▶ WORK TO BE COMPLETED:
Repeat the material exactly from its first line to the line that includes "positive clicks: (3, 127)". Skip pictures.

DATA section start

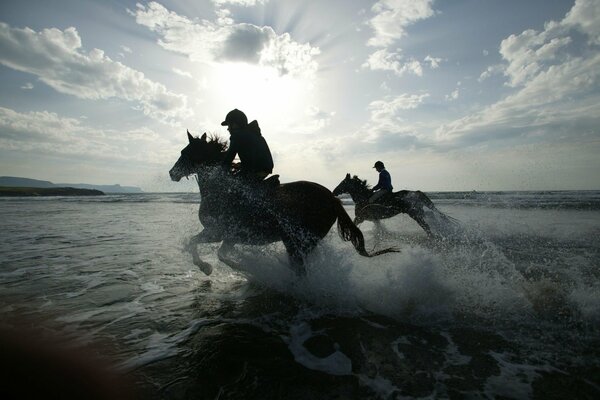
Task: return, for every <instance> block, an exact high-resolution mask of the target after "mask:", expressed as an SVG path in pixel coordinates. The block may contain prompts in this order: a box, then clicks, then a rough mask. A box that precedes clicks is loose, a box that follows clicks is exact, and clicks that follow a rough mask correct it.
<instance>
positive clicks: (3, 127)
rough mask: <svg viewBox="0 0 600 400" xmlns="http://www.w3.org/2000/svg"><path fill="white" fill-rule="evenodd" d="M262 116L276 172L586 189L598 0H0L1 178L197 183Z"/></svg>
mask: <svg viewBox="0 0 600 400" xmlns="http://www.w3.org/2000/svg"><path fill="white" fill-rule="evenodd" d="M234 108H238V109H240V110H242V111H244V112H245V113H246V115H247V116H248V119H249V120H250V121H251V120H257V121H258V123H259V124H260V126H261V129H262V132H263V136H264V137H265V139H266V140H267V142H268V143H269V146H270V148H271V152H272V153H273V158H274V162H275V169H274V173H276V174H279V175H280V177H281V178H280V179H281V181H282V182H290V181H295V180H309V181H314V182H318V183H321V184H323V185H325V186H327V187H329V188H330V189H333V187H335V186H336V185H337V183H339V182H340V181H341V180H342V179H343V178H344V176H345V175H346V173H351V174H352V175H358V176H359V177H361V178H363V179H367V180H368V181H369V182H370V183H373V184H374V183H376V182H377V173H376V171H375V170H374V169H373V168H372V167H373V164H374V162H375V161H377V160H381V161H383V162H384V163H385V165H386V168H387V169H388V171H389V172H390V174H391V176H392V181H393V184H394V188H395V189H396V190H400V189H409V190H423V191H462V190H479V191H484V190H578V189H594V190H597V189H600V0H576V1H564V0H560V1H558V0H527V1H522V0H452V1H449V0H380V1H363V0H355V1H347V0H327V1H324V0H307V1H297V0H164V1H163V0H161V1H150V2H136V1H117V0H104V1H100V0H97V1H91V0H56V1H51V2H50V1H46V0H42V1H37V0H18V1H13V0H4V1H2V2H0V175H3V176H20V177H28V178H34V179H43V180H50V181H53V182H71V183H92V184H115V183H118V184H121V185H128V186H139V187H141V188H142V189H144V190H146V191H191V190H194V185H195V183H194V182H193V180H190V181H188V182H184V183H173V182H170V181H169V175H168V171H169V169H170V168H171V167H172V165H173V164H174V163H175V161H176V160H177V158H178V157H179V152H180V151H181V149H182V148H183V147H184V146H185V145H186V144H187V136H186V130H188V129H189V131H190V132H191V133H192V134H194V135H201V134H202V133H204V132H207V133H208V134H212V135H219V136H220V137H222V138H223V139H228V137H229V135H228V132H227V131H226V129H225V127H222V126H220V122H221V121H222V120H223V119H224V117H225V115H226V114H227V112H228V111H230V110H232V109H234Z"/></svg>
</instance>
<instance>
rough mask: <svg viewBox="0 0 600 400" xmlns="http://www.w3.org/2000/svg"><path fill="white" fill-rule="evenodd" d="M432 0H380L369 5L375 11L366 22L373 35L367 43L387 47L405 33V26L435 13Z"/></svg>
mask: <svg viewBox="0 0 600 400" xmlns="http://www.w3.org/2000/svg"><path fill="white" fill-rule="evenodd" d="M432 3H433V0H380V1H378V2H377V3H375V4H374V5H373V7H371V11H373V13H375V15H374V16H373V18H371V20H370V21H369V22H368V24H369V26H371V28H372V29H373V31H374V33H375V35H374V36H373V37H372V38H371V39H369V41H368V43H367V44H368V45H369V46H375V47H388V46H390V45H391V44H393V43H394V42H395V41H396V40H398V39H400V38H402V37H403V36H404V35H405V34H406V28H407V27H408V26H409V25H412V24H414V23H415V22H417V21H420V20H423V19H426V18H429V17H431V16H433V15H434V14H435V12H434V11H433V8H432Z"/></svg>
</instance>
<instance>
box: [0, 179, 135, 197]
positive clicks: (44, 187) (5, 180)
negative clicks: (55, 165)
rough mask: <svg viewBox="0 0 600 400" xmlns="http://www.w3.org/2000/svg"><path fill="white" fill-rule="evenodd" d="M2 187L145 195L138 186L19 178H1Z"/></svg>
mask: <svg viewBox="0 0 600 400" xmlns="http://www.w3.org/2000/svg"><path fill="white" fill-rule="evenodd" d="M0 186H8V187H32V188H59V187H72V188H77V189H91V190H100V191H102V192H104V193H144V191H143V190H142V189H140V188H139V187H136V186H121V185H119V184H116V185H90V184H88V183H52V182H49V181H40V180H37V179H29V178H17V177H14V176H0Z"/></svg>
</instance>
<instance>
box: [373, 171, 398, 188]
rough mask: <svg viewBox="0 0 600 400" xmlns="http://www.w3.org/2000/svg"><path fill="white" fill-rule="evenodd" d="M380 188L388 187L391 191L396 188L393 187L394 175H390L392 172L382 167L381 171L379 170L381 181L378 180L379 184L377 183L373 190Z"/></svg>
mask: <svg viewBox="0 0 600 400" xmlns="http://www.w3.org/2000/svg"><path fill="white" fill-rule="evenodd" d="M379 189H386V190H389V191H390V192H391V191H392V190H394V188H393V187H392V177H391V176H390V173H389V172H387V170H385V169H382V170H381V172H379V182H377V185H375V187H374V188H373V190H379Z"/></svg>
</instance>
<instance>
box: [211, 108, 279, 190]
mask: <svg viewBox="0 0 600 400" xmlns="http://www.w3.org/2000/svg"><path fill="white" fill-rule="evenodd" d="M221 125H222V126H227V130H228V131H229V133H230V135H231V136H230V137H229V149H227V152H226V153H225V158H224V159H223V163H224V164H225V166H227V168H229V167H231V163H232V162H233V159H234V158H235V156H236V155H238V156H239V158H240V165H239V169H240V170H239V174H240V175H241V176H242V177H244V178H249V179H251V180H262V179H264V178H265V177H266V176H267V175H269V174H270V173H271V172H273V157H272V156H271V150H269V145H267V142H266V141H265V138H264V137H263V136H262V135H261V133H260V127H259V126H258V122H257V121H256V120H254V121H252V122H250V123H248V118H247V117H246V114H244V113H243V112H242V111H240V110H238V109H237V108H236V109H234V110H231V111H230V112H229V113H227V116H226V117H225V121H223V122H221Z"/></svg>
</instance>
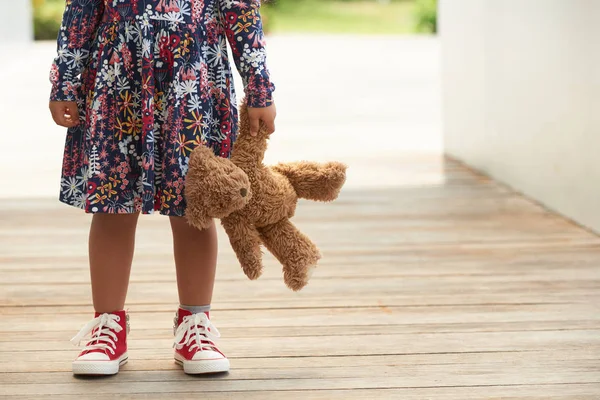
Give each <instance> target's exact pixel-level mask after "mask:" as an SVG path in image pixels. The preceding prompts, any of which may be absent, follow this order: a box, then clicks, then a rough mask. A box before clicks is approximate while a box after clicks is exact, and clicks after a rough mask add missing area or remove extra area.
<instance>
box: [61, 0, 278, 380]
mask: <svg viewBox="0 0 600 400" xmlns="http://www.w3.org/2000/svg"><path fill="white" fill-rule="evenodd" d="M259 7H260V4H259V0H67V2H66V9H65V13H64V18H63V24H62V27H61V30H60V34H59V37H58V55H57V57H56V59H55V62H54V64H53V66H52V72H51V81H52V93H51V99H50V100H51V101H50V110H51V112H52V117H53V118H54V121H55V122H56V123H57V124H58V125H61V126H64V127H67V128H69V130H68V133H67V141H66V147H65V153H64V162H63V170H62V181H61V192H60V200H61V201H62V202H64V203H66V204H69V205H72V206H75V207H79V208H82V209H84V210H85V211H86V212H88V213H93V214H94V216H93V219H92V225H91V231H90V237H89V259H90V271H91V280H92V296H93V302H94V309H95V311H96V315H95V318H94V319H93V320H92V321H90V322H89V323H88V324H87V325H86V326H85V327H84V328H83V329H82V330H81V332H79V334H78V335H77V336H75V337H74V338H73V342H75V343H79V342H81V341H82V339H83V338H84V337H86V336H87V335H91V338H90V339H89V340H88V341H87V344H86V346H85V347H84V349H83V351H82V353H81V354H80V355H79V357H77V359H76V360H75V361H74V362H73V372H74V373H75V374H107V375H108V374H115V373H117V372H118V371H119V366H120V365H123V364H124V363H125V362H127V333H128V330H129V318H128V316H127V315H126V313H125V311H123V308H124V304H125V296H126V293H127V286H128V283H129V272H130V268H131V262H132V258H133V250H134V236H135V230H136V223H137V220H138V216H139V214H140V213H142V214H150V213H152V212H155V211H157V212H159V213H160V214H163V215H167V216H169V219H170V222H171V228H172V233H173V241H174V253H175V264H176V268H177V286H178V290H179V301H180V304H181V305H180V307H179V310H178V311H177V314H176V317H175V360H176V361H177V362H178V363H179V364H180V365H182V366H183V368H184V371H185V372H186V373H191V374H199V373H210V372H222V371H227V370H228V369H229V361H228V360H227V358H226V357H225V355H223V353H222V352H221V351H219V349H218V348H217V346H216V345H215V343H214V340H215V338H216V337H218V336H219V333H218V331H217V329H216V328H215V327H214V325H212V324H211V322H210V319H209V310H210V303H211V298H212V291H213V284H214V278H215V269H216V255H217V239H216V231H215V227H214V224H213V226H212V227H211V228H209V229H207V230H204V231H198V230H196V229H194V228H192V227H191V226H189V225H188V224H187V223H186V221H185V219H184V215H185V209H186V202H185V198H184V196H183V193H184V183H185V175H186V171H187V168H188V161H189V156H190V153H191V152H192V151H193V150H194V148H195V147H197V146H208V147H210V148H211V149H212V150H214V152H215V153H216V154H217V155H219V156H221V157H229V155H230V153H231V148H232V146H233V144H234V142H235V138H236V130H237V110H236V97H235V92H234V88H233V79H232V72H231V68H230V65H229V62H228V56H227V41H228V42H229V44H230V45H231V50H232V53H233V56H234V59H235V63H236V65H237V68H238V71H239V72H240V74H241V75H242V78H243V80H244V85H245V94H246V98H247V102H248V106H249V107H250V108H249V116H250V119H251V124H252V131H253V133H254V134H256V133H257V132H258V127H259V124H260V123H263V124H264V125H265V126H266V127H267V129H268V130H269V131H271V132H273V131H274V129H275V128H274V120H275V106H274V104H273V101H272V92H273V90H274V86H273V85H272V84H271V82H270V79H269V72H268V70H267V67H266V62H265V58H266V54H265V48H264V35H263V30H262V23H261V16H260V13H259Z"/></svg>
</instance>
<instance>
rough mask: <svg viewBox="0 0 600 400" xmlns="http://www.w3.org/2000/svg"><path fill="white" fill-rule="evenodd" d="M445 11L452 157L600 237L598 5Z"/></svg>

DATA section end

▶ RESULT FOR THIS EXERCISE:
Task: return, for every <instance> block, an exact high-resolution mask of the target after "mask:", expressed as an SVG path in pixel coordinates. The block may contain prompts in this order: a box, then clicks, then a rough mask. A box that precedes clicks is loose, a box that follows clicks is exact, and clicks that follow a rough mask correct it.
<instance>
positive clicks: (3, 127)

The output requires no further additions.